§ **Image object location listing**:
+++++

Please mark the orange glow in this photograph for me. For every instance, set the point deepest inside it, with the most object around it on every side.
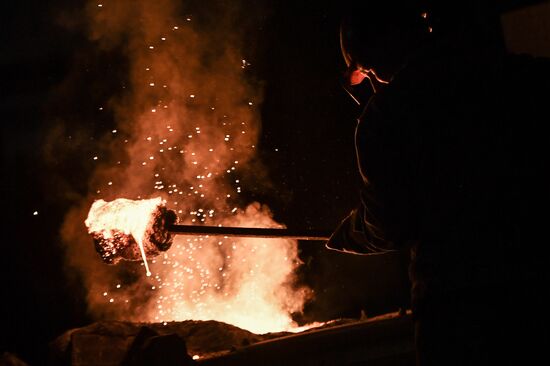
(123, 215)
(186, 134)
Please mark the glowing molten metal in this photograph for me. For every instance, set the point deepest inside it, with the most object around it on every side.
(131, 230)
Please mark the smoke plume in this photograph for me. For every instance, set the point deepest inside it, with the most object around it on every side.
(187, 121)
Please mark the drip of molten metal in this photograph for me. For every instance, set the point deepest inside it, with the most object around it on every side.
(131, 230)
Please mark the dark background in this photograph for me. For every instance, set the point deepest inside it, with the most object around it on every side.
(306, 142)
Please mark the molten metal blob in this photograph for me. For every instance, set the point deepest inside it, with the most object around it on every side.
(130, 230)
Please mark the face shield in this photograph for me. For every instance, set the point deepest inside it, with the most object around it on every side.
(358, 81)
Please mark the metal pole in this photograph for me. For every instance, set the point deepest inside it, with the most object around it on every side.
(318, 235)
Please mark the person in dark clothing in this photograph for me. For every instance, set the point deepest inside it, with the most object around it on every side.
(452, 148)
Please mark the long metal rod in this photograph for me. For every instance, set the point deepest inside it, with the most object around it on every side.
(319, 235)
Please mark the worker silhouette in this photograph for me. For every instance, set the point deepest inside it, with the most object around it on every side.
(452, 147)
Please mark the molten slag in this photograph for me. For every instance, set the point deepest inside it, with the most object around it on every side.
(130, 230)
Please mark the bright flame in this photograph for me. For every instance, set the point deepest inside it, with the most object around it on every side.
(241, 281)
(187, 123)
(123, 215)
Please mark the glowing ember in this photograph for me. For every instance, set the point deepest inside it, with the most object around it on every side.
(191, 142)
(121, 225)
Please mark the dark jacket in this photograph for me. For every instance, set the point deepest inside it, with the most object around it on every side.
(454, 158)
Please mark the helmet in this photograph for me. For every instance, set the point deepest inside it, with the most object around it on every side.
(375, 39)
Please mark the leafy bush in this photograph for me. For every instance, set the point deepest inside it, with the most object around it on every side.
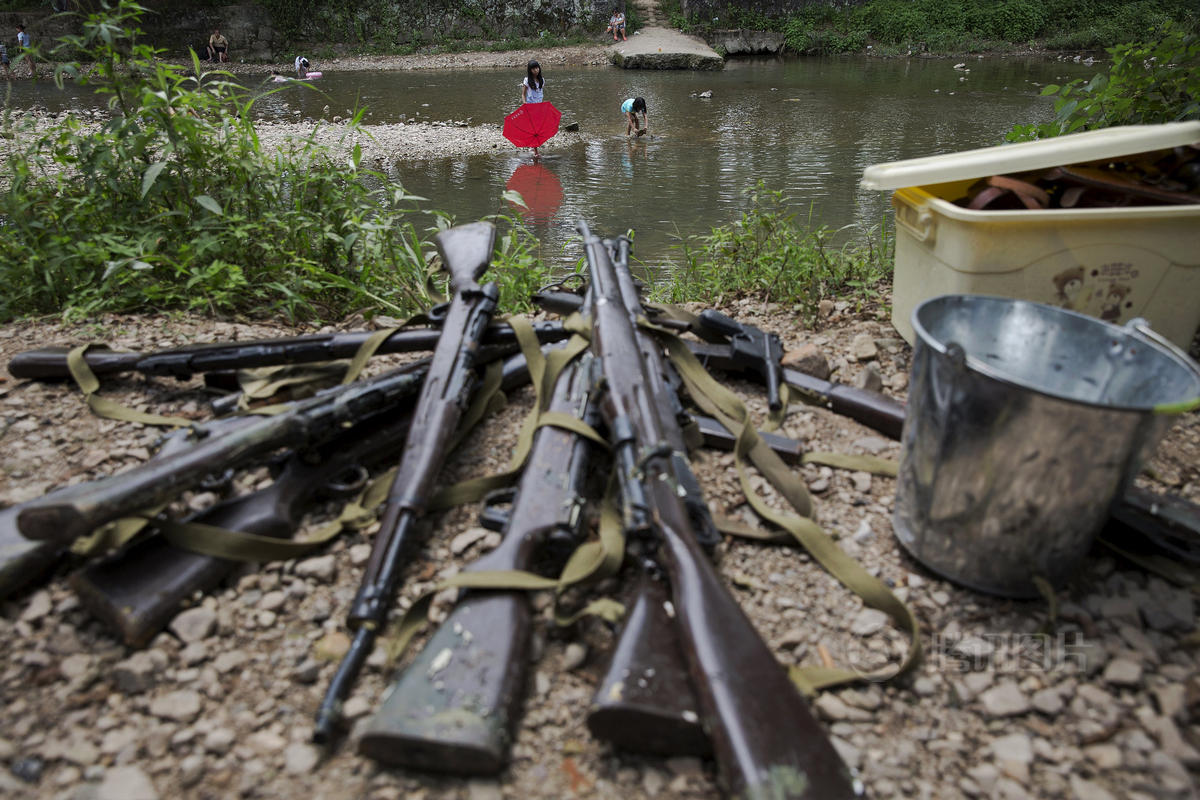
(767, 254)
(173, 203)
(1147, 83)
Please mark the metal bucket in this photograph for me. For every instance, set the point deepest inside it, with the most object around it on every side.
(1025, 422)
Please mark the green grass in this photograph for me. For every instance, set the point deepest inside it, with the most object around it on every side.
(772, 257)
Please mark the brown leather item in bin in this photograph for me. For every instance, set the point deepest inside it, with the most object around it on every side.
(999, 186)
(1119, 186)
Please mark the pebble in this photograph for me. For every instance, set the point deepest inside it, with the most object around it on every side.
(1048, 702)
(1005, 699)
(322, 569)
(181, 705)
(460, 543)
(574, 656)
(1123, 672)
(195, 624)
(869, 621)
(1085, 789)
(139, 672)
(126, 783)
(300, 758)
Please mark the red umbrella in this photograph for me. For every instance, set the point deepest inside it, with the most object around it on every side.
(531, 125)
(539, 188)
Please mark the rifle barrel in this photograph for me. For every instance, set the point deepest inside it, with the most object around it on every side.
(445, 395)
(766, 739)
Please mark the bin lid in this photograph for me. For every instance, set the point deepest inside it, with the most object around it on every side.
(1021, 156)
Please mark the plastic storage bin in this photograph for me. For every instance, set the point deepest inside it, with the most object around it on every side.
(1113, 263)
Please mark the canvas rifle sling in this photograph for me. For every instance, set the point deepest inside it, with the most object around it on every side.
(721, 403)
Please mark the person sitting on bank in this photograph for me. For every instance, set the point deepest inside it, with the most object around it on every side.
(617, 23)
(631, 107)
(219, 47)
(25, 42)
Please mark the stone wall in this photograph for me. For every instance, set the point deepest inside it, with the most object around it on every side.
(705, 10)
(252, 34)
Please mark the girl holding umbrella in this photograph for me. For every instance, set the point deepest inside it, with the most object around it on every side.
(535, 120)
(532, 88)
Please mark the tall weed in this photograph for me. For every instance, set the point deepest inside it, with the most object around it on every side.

+++++

§ **Exercise description**: Reproduce the listing verbatim, from the line with "Please mark the molten metal" to the line with "(1025, 422)", both included. Omit the pictures from your answer.

§ **Correct result**:
Please mark the molten metal blob in this photograph for me. For every instance, set the point deepest inside it, with the most object around it on every side.
(130, 230)
Please mark the face shield in this photograph for me. For every instance, set the point deepest inside it, with the most object around it on every side.
(358, 81)
Please mark the metal pole in this photograph for me. For every instance, set the point deepest inside it, with the most object around it on every side.
(318, 235)
Please mark the person in dark clothing in this photograph for me. For every instance, set the point deepest inside it, with the most object around it on every side.
(452, 148)
Please mark the long metal rod in this photograph for me. For every instance, set the point deepest inside it, with the most object around it on every side.
(319, 235)
Please mark the worker silhouette in this photograph for me. For every instance, set the point deepest inside it, with the most object around it on every side.
(452, 147)
Please mark the molten slag in this photograph for me. For every instance, set the point deepest inside it, with the most object around it on every side.
(130, 230)
Please mark the bright flame in this photograph for me. For every instance, set the point deepest inside it, with the most object around it on every side.
(241, 281)
(187, 123)
(123, 215)
Please mark the glowing ember in this photograph for me. For every instance, set the point deepest inside it, with the most object around it on every side.
(191, 142)
(121, 225)
Please mark the dark jacket in this photograph for me. For every instance, set the point deepest inside it, with the most object around it on every side.
(454, 158)
Please mark the helmet in this photograph for me. For every instance, set the point deepest inside it, with the most object around it on every side.
(375, 39)
Please mark the leafy bush in this photograph for me. For every instance, set the point deepest inside it, with the most object around it on every side.
(767, 254)
(173, 203)
(1147, 83)
Please mark the metal bucket in this photograph for me. For every instance, set the point deepest inside it, with the most object around it on every side.
(1025, 422)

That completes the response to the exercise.